◆ To do: Starting from the line containing "drainpipe in the picture above.", write out the rest of the entries exactly, through the final line, including nothing else.

◆ Dataset records about object locations:
- - - - - - -

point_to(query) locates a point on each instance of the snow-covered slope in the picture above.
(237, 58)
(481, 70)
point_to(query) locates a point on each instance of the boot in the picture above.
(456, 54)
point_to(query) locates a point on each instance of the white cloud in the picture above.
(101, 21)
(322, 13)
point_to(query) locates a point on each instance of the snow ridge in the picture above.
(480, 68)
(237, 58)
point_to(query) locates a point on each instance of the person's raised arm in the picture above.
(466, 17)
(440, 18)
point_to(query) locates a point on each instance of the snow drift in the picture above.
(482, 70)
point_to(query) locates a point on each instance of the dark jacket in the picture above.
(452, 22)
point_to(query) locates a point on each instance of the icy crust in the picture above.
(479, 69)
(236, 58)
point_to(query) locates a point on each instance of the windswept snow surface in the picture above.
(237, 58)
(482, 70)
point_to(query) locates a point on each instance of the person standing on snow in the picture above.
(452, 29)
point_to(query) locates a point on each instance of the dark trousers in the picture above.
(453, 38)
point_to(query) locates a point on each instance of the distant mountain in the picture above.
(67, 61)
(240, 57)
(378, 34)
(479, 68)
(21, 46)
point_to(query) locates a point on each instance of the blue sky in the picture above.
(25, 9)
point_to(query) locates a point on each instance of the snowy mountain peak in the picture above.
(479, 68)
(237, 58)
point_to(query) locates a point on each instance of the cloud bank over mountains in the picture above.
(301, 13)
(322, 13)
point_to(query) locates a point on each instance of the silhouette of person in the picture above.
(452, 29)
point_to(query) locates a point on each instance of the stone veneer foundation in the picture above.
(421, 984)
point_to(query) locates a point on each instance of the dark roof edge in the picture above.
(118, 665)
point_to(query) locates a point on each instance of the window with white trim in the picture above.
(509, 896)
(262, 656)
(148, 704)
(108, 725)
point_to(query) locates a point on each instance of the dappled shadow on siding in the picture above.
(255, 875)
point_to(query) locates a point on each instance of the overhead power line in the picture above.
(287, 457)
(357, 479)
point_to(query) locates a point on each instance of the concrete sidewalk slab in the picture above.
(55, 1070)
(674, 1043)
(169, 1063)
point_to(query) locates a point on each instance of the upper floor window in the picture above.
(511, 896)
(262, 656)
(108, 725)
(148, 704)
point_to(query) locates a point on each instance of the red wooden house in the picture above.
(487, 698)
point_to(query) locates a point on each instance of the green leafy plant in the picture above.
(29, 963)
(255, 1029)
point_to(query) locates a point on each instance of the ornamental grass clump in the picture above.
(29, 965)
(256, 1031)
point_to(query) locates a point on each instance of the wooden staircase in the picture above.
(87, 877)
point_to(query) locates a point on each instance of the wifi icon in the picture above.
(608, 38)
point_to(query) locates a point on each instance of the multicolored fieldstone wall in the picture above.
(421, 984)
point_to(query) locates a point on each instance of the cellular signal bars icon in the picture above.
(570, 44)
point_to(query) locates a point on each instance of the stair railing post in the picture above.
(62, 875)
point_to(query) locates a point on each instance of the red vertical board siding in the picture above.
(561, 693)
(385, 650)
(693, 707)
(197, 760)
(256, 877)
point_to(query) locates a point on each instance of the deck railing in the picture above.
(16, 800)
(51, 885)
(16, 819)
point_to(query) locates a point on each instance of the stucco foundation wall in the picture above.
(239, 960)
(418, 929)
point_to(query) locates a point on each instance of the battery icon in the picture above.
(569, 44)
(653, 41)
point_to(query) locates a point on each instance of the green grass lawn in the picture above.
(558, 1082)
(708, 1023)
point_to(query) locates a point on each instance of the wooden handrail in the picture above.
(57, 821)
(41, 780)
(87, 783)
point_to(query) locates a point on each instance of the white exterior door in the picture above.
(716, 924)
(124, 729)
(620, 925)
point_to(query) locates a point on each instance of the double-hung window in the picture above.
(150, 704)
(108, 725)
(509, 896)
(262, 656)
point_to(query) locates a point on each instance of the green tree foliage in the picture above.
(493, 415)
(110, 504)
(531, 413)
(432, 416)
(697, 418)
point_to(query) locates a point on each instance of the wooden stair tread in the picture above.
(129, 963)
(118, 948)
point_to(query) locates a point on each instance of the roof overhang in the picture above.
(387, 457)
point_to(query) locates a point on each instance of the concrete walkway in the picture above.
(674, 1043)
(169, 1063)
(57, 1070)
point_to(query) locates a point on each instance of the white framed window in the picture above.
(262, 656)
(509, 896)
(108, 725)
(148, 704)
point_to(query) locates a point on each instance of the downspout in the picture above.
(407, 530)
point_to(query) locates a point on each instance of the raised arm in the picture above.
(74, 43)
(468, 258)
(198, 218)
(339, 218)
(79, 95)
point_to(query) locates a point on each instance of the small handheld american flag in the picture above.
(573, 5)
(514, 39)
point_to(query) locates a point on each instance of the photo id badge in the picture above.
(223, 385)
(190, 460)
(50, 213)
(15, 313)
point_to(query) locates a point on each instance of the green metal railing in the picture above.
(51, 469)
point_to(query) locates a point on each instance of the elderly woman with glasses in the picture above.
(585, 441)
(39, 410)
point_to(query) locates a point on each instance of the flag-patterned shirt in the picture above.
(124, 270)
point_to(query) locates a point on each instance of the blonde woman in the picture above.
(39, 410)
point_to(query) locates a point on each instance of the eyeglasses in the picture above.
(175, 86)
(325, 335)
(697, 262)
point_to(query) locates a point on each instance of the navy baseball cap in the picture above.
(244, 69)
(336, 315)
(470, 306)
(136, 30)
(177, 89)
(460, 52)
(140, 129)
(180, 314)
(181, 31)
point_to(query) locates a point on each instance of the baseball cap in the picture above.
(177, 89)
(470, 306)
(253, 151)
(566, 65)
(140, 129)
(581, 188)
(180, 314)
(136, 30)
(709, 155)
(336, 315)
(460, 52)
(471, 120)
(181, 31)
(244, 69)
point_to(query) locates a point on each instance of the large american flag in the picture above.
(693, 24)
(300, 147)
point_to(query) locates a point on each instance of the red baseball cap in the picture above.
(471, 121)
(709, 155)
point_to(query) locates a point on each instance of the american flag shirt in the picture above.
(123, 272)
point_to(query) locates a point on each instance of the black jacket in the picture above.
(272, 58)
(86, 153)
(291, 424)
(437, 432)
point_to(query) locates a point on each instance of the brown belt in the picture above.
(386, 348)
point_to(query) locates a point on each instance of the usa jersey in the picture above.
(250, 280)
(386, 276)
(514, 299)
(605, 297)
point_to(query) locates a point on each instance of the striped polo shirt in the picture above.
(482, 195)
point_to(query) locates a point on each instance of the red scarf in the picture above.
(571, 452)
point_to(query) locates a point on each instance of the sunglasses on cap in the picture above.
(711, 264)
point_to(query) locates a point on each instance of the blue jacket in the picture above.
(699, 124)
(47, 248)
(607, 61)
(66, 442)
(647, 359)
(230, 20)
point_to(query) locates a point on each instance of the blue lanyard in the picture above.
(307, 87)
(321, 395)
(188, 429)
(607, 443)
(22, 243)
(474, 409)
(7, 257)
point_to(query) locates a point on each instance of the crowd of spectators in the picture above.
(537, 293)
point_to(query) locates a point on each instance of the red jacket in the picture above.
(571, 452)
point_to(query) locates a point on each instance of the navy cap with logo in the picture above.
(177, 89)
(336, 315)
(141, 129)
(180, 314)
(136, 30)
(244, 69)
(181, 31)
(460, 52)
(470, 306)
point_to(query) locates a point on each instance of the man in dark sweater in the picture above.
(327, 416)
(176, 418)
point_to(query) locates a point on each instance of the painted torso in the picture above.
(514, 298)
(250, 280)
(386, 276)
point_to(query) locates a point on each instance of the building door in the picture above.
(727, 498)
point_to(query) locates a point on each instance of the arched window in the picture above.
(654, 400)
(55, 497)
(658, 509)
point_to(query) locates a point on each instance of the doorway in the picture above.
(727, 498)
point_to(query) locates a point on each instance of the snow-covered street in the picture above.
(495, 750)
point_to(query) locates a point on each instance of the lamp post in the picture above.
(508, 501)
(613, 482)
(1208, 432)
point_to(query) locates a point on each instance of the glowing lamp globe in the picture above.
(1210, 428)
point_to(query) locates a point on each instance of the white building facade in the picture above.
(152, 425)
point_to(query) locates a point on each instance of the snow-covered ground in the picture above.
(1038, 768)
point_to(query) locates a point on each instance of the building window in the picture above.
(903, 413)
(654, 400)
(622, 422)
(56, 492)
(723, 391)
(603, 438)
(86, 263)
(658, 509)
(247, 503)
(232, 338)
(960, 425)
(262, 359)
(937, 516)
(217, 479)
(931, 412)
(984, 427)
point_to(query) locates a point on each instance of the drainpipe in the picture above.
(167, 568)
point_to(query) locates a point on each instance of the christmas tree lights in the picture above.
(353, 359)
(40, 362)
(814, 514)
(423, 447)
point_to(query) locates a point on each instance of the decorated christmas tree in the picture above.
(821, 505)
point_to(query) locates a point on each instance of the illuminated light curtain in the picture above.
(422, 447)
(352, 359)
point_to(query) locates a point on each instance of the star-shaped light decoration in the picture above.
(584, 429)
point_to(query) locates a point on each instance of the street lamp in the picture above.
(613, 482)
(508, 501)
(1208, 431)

- - - - - - -

◆ Answer to the task:
point_to(query) locates a point on each instance of the drainpipe in the picture above.
(167, 568)
point_to(query) locates a point on each instance of the christmas tree lights in the picture above.
(353, 359)
(40, 362)
(814, 514)
(423, 447)
point_to(query) locates a point on each instance of the decorated christmas tree in the picture above.
(821, 505)
point_to(query) locates a point on each instance of the illuminated light curtain in the picture above.
(422, 447)
(352, 359)
point_to(query) locates a point on each instance of the star-shaped light decoration in the picture above.
(584, 429)
point_to(query) locates a point on each instance of the street lamp in the picture above.
(613, 482)
(508, 501)
(1208, 431)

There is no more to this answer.